# Passage

Bulletin of History of Medicine
After the NLM site stopped accepting syllabi, the Bulletin of the History of Medicine, an imprint the Johns Hopkins University Press, stepped up: “In 2015, the Bulletin of the History of Medicine announced plans for a pedagogy initiative, which would include a blog about the experiences of teaching in the history of medicine and a new syllabus archive.”
Welch Library–Hopkins. Home of BHM.
The Bulletin of the History of Medicine is the official publication of the Johns Hopkins Institute of the History of Medicine and the American Association for the History of Medicine (AAHM) and is published by The Johns Hopkins University Press.
The Spring 2016 issue inaugurated a section on pedagogy with four articles: Introduction, Teaching Medical History with Primary Sources: Introduction, Teaching with Oral Histories, and Teaching with Artifacts and Special Collections.
The list of syllabi here is not nearly as extensive as that of the NLM, but it does, as promised, extend the NLM list with more recent offerings, including more lectures by Hopkins faculty. The subject list has stubs for some categories but there are especially good selections pertaining to gender/women issues, public health and epidemics, and an especially complete offering on the Civil War—ten lectures sponsored by the Mutter Museum. In addition, there are a number of good survey courses, including that by Mary Fissell, of Hopkins, which cites a rich array of articles, and recommends the text book by Lawrence I. Conrad, Michael Neve, Vivian Nutton, Roy Porter, and Andrew Wear, The Western Medical Tradition: 800 BC-1800 AD, (Cambridge: Cambridge University Press, 1995). (Available Amazon).
The NLM site lists related links, but I found that they miss their target for syllabi–spedific pages. You may want to explore them, even so.
H-Sci-Med-Tech, Syllabi for Courses in Science, Medicine and Technology (Sponsored by H-Sci-Med-Tech).
On-line Syllabi of Courses in Medical Humanities (Sponsored by the Medical Humanites website, New York University).
Behavioral and Social
STS Course Syllabi (Sponsored by the Society for the Social Studies of Science).

# What you need to do
- a) List the titles of the four articles that opened the pedagogy section in the Spring 2016 issue, as given in the passage about the Bulletin of the History of Medicine.
- b) Write the text that follows the last line of the passage about the Bulletin of the History of Medicine.

# Excerpted data
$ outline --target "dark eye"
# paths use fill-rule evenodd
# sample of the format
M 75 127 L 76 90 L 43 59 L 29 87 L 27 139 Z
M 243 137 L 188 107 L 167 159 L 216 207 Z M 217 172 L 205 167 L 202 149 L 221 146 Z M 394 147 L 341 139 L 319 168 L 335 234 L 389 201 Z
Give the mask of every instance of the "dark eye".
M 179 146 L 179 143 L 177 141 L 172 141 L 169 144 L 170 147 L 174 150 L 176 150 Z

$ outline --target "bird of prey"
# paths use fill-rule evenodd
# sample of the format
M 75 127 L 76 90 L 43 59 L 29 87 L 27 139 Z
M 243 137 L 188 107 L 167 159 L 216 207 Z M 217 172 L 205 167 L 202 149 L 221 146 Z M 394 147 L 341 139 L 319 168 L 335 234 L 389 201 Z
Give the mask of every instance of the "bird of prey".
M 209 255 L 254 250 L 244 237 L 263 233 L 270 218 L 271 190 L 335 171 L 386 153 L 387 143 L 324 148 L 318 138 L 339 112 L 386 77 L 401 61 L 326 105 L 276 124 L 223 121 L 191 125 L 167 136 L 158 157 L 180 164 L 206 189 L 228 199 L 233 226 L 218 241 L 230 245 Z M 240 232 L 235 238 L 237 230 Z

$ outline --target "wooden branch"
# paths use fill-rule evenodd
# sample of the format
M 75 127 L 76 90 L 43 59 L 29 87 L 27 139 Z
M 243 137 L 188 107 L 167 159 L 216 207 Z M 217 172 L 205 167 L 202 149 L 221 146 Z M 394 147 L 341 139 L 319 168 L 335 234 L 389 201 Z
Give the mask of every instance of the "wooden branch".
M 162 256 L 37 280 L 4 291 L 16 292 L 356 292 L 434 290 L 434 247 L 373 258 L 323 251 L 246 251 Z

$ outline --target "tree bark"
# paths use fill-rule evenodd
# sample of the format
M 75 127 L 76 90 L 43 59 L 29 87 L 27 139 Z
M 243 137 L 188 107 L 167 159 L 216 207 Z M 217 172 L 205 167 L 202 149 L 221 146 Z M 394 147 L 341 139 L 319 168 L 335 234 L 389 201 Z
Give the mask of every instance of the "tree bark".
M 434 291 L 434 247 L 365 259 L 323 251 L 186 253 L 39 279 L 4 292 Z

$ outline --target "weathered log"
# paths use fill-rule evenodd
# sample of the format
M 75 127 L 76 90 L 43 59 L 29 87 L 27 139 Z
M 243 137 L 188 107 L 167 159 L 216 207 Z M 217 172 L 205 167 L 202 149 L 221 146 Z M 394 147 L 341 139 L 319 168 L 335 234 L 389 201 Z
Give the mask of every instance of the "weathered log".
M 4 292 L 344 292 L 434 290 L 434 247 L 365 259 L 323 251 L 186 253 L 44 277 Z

# Answers to the tasks
- a)
Introduction
Teaching Medical History with Primary Sources: Introduction
Teaching with Oral Histories
Teaching with Artifacts and Special Collections

- b)
Syllabi of University Courses in the History of Behavioral and Social Sciences (Sponsored by Cheiron, The International Society for the History of Behavioral and Social Sciences).
Other Teaching/Learning Tools.
Recommended Dose is a blog published by BHM, about teaching the history of medicine. They offer email notifications of new items. The editors are Kathleen Crowther, University of Oklahoma, and Mary Fissell, Johns Hopkins University. Readers are invited to submit proposals for a post to the site.
As you are reading a post on the web about the history of medicine, let’s point out a unique book that deals with “Digital History”, being a “A Guide to Gathering, Preserving, and Presenting the Past on the Web.” It comes from Daniel Cohen and Roy Rosenzwieg, ot the Center for History and New Media. Despite its 2005 publication date, it continued to get 5 star reviews even in 2013. Their core technological observations are durable, despite changes in web ‘fashion’.
Daniel J. Cohen is Director of Research Projects at the Center for History and New Media (“…Democratizing history through digital media and tools.” )and Assistant Professor of History at George Mason University. Roy Rosenzweig is the founder and Director of CHNM and Mark and Barbara Fried Professor of History and New Media at George Mason University.
Their essay, Web of lies? Historical knowledge on the Internet, is well worth reading. Learn about H-Bot, a History Software Agent., and “How Computer Scientists Differ from Humanists in their View of the Web.”